━━ Data rows ━━

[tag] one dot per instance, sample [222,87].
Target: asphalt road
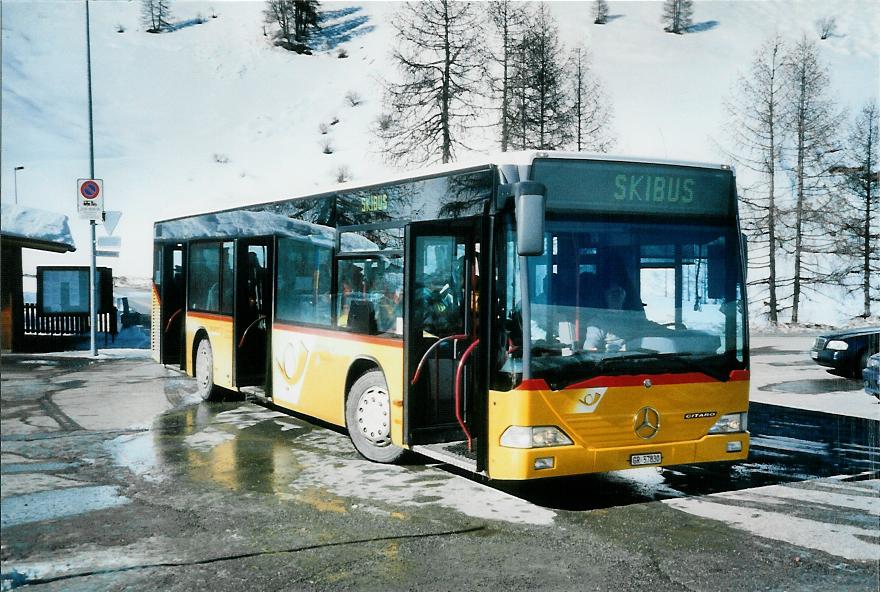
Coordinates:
[115,477]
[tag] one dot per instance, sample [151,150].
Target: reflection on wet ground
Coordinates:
[246,447]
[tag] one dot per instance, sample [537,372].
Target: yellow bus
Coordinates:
[539,315]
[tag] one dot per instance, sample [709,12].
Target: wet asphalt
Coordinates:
[115,476]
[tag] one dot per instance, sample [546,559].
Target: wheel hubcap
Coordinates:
[372,416]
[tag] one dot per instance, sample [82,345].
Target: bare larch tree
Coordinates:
[507,18]
[156,15]
[755,128]
[600,12]
[296,21]
[591,113]
[544,112]
[677,15]
[440,60]
[812,128]
[860,175]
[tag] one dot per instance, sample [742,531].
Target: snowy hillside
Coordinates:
[212,115]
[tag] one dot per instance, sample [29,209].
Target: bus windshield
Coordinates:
[626,297]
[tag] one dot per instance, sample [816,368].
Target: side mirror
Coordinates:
[530,202]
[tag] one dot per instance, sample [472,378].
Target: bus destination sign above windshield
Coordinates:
[634,188]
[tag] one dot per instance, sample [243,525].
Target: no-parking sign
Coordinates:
[90,198]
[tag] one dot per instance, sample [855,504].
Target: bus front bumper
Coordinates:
[537,463]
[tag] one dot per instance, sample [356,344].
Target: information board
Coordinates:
[65,290]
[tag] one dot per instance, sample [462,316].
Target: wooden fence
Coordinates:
[66,323]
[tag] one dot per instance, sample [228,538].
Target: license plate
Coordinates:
[636,460]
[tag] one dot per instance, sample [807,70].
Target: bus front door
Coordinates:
[443,402]
[171,290]
[253,309]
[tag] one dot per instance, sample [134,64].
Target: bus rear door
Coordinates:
[253,308]
[171,292]
[445,400]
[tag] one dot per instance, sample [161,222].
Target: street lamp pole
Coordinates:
[93,308]
[16,182]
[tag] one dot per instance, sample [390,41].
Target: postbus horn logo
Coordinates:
[646,423]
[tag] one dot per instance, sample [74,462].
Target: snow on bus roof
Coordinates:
[36,225]
[521,158]
[237,223]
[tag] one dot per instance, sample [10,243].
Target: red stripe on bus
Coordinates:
[209,316]
[388,341]
[535,384]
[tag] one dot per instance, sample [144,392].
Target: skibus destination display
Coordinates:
[635,188]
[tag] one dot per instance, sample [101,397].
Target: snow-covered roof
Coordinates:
[37,229]
[237,223]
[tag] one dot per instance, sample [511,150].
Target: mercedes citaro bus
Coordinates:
[541,314]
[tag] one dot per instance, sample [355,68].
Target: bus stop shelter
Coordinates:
[24,228]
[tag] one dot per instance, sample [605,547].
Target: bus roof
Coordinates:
[524,158]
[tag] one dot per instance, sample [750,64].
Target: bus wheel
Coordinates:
[368,418]
[208,391]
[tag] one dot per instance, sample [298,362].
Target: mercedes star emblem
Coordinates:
[646,423]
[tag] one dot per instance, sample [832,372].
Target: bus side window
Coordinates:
[303,291]
[204,290]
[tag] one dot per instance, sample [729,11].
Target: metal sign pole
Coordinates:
[93,308]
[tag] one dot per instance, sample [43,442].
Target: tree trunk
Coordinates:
[444,99]
[799,215]
[774,304]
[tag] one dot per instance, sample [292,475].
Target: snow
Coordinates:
[243,223]
[212,116]
[31,223]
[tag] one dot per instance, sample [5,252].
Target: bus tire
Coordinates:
[204,371]
[368,418]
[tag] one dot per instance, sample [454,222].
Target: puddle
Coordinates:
[34,467]
[811,387]
[401,486]
[59,503]
[137,452]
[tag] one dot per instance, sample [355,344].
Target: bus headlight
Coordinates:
[534,437]
[733,422]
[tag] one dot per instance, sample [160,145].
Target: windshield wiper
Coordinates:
[642,354]
[685,361]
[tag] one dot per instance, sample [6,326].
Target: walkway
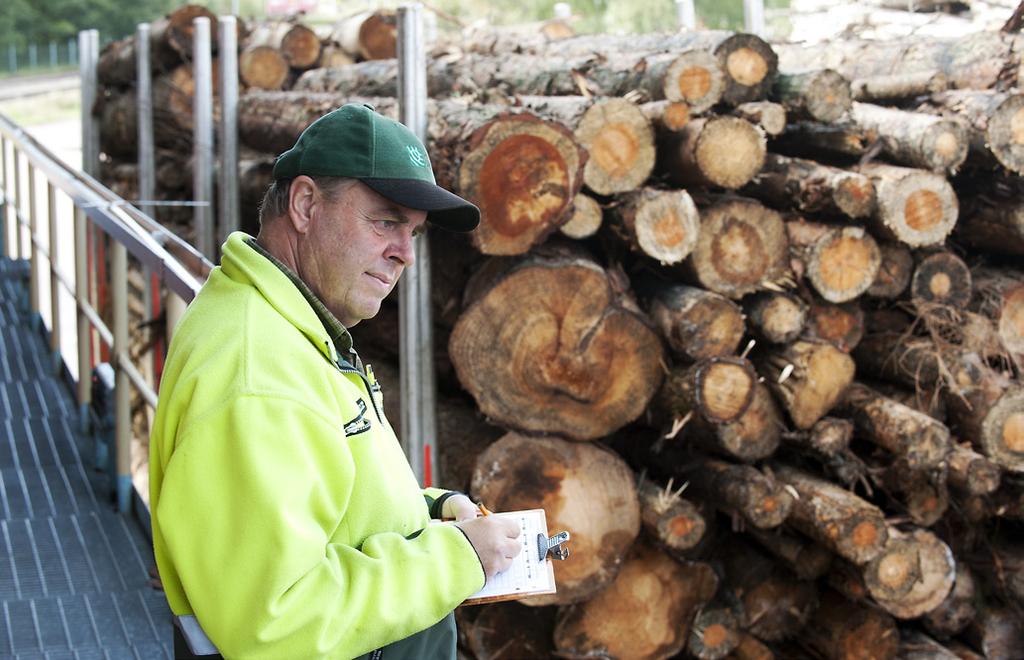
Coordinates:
[74,579]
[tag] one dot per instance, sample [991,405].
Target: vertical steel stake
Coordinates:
[419,414]
[203,137]
[228,179]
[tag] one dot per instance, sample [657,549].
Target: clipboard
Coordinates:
[532,571]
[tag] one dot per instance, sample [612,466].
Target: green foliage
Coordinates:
[25,22]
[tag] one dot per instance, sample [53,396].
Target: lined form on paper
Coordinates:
[527,575]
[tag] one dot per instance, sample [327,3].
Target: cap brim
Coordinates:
[443,209]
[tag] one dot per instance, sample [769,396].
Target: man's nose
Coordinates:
[403,250]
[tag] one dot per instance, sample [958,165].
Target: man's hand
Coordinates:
[496,540]
[460,508]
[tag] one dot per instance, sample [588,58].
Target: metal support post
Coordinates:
[754,16]
[88,49]
[143,89]
[686,15]
[203,137]
[33,248]
[120,354]
[227,187]
[52,244]
[15,206]
[82,298]
[6,198]
[419,414]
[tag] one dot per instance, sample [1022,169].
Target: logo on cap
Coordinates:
[416,157]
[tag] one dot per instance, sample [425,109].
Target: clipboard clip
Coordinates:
[553,545]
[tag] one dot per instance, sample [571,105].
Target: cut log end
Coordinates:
[942,278]
[262,68]
[586,218]
[538,360]
[844,264]
[665,223]
[918,208]
[729,151]
[621,142]
[1003,431]
[523,174]
[694,78]
[742,248]
[913,574]
[854,194]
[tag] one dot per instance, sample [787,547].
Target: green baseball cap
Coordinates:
[356,141]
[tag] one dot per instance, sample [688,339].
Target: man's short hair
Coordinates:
[274,202]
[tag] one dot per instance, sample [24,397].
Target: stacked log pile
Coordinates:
[751,333]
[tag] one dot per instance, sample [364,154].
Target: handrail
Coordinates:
[176,264]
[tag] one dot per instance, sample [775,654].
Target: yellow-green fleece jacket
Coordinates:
[285,514]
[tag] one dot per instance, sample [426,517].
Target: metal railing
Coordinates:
[98,217]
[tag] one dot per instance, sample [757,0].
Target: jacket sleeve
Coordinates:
[250,501]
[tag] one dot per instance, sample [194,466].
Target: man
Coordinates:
[286,517]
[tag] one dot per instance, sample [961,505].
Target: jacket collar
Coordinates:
[243,263]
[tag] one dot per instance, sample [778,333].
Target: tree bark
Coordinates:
[806,559]
[696,323]
[808,378]
[537,358]
[715,633]
[644,613]
[720,390]
[774,606]
[748,61]
[835,517]
[767,115]
[662,224]
[616,135]
[894,272]
[998,295]
[811,187]
[897,86]
[997,632]
[958,608]
[757,496]
[693,77]
[509,631]
[724,151]
[843,630]
[569,481]
[912,575]
[976,61]
[741,248]
[915,139]
[840,262]
[994,120]
[909,435]
[842,325]
[676,523]
[820,94]
[586,219]
[299,45]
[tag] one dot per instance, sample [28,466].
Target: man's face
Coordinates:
[355,250]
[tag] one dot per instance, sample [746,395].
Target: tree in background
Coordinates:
[40,22]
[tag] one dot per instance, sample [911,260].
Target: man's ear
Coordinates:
[302,199]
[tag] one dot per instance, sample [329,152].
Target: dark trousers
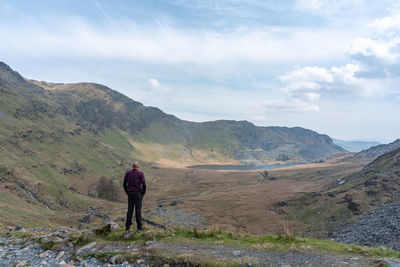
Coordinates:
[134,202]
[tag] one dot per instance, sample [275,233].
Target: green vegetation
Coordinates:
[283,242]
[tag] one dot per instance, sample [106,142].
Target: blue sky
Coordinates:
[330,66]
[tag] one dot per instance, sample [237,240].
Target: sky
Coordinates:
[329,66]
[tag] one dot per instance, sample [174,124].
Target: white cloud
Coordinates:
[379,48]
[290,105]
[386,23]
[6,9]
[259,118]
[306,81]
[171,45]
[157,87]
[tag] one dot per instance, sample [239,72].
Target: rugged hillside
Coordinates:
[349,197]
[62,143]
[355,146]
[379,150]
[158,136]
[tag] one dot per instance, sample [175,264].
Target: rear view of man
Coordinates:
[135,188]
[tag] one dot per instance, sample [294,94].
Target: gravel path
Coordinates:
[20,252]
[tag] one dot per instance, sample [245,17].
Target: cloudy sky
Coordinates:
[330,66]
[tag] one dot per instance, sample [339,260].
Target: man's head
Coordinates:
[135,165]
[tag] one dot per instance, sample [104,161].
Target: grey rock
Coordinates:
[80,250]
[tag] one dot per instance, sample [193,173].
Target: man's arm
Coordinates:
[125,184]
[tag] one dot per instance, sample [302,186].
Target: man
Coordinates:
[135,188]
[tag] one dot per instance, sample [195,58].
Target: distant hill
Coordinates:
[378,150]
[351,196]
[355,146]
[62,142]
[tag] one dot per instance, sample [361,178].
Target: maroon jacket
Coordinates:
[134,181]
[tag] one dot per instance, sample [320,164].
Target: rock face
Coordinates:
[96,108]
[355,146]
[379,150]
[377,229]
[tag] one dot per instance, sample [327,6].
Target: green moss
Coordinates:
[48,245]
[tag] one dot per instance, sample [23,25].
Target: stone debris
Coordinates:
[381,228]
[80,250]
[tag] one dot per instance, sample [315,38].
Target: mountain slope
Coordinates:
[57,141]
[379,150]
[349,197]
[355,146]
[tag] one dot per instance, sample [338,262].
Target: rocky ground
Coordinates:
[47,247]
[381,228]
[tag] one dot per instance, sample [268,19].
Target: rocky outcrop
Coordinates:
[381,228]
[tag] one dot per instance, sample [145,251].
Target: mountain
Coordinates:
[349,197]
[61,143]
[355,146]
[379,150]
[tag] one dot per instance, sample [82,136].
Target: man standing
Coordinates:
[135,188]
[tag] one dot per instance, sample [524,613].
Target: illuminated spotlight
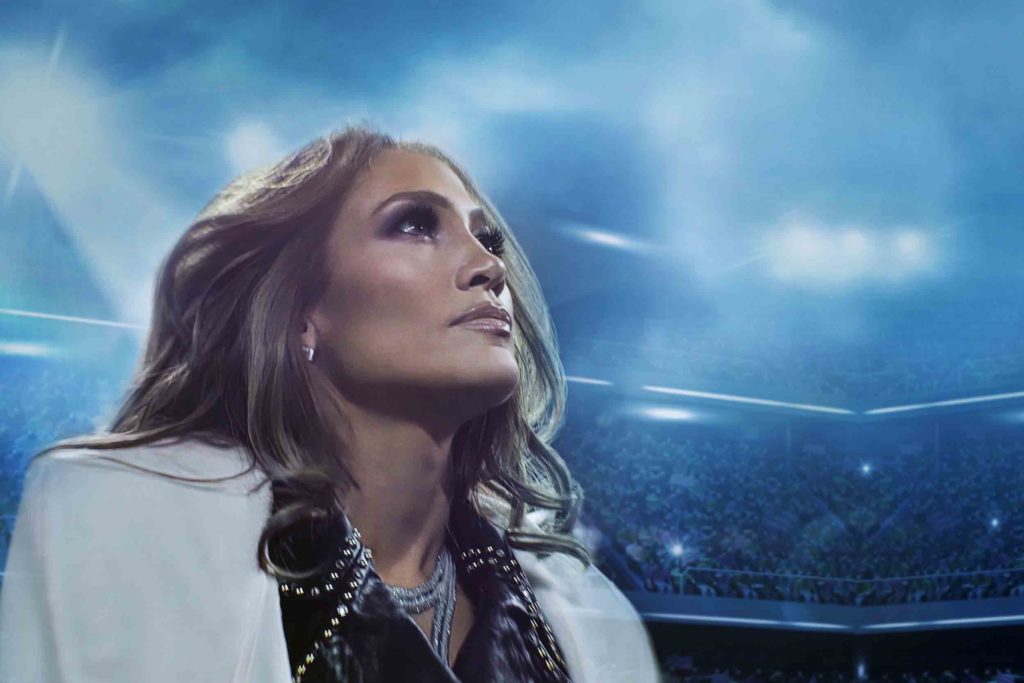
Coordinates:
[667,414]
[26,348]
[744,621]
[605,238]
[586,380]
[941,403]
[966,621]
[747,399]
[70,318]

━━━

> What to work on:
Extract the lines of the items above that run from the line containing "[tag] one dot per instance, sample [104,161]." through the end of the items, including both ends, and reproduce them without any change. Omit the pictures from your answer.

> Complete response:
[tag] one dot per instance, sample [104,161].
Target: grey rock
Coordinates:
[80,250]
[tag] one dot per instance, sample [193,173].
Target: man's arm
Coordinates:
[125,184]
[tag] one dot per instance, sample [302,186].
Target: man
Coordinates:
[135,188]
[tag] one dot per instance, sample [195,58].
Target: distant hill
Coordinates:
[378,150]
[351,196]
[355,146]
[62,142]
[tag] one dot per instance, sample [361,178].
Target: maroon jacket
Coordinates:
[134,181]
[tag] one dot per instance, sample [320,164].
Target: rock face
Coordinates:
[96,108]
[355,146]
[379,150]
[377,229]
[tag] one dot per instance, sample [327,6].
Target: green moss
Coordinates:
[48,245]
[tag] one dot per instance, sample [23,25].
Target: stone debris
Coordinates:
[381,228]
[80,250]
[tag] one dot per instance, sample [315,38].
Target: mountain slope
Coordinates:
[57,141]
[379,150]
[349,197]
[355,146]
[tag] one dot per instance, sample [338,262].
Target: rocky ground
Coordinates:
[47,247]
[381,228]
[tag] one dot per instance, sample [268,19].
Target: rocky outcrop
Coordinates:
[381,228]
[tag] one dot per instance, sample [145,251].
Target: mountain
Coordinates:
[349,197]
[61,143]
[355,146]
[379,150]
[tag] one dot per instance, sample [82,136].
Target: man standing
Coordinates:
[135,188]
[tag] one dot per instance, sample [524,613].
Target: illuminated spotlight
Coordinates:
[667,414]
[26,348]
[744,621]
[605,238]
[586,380]
[941,403]
[966,621]
[747,399]
[70,318]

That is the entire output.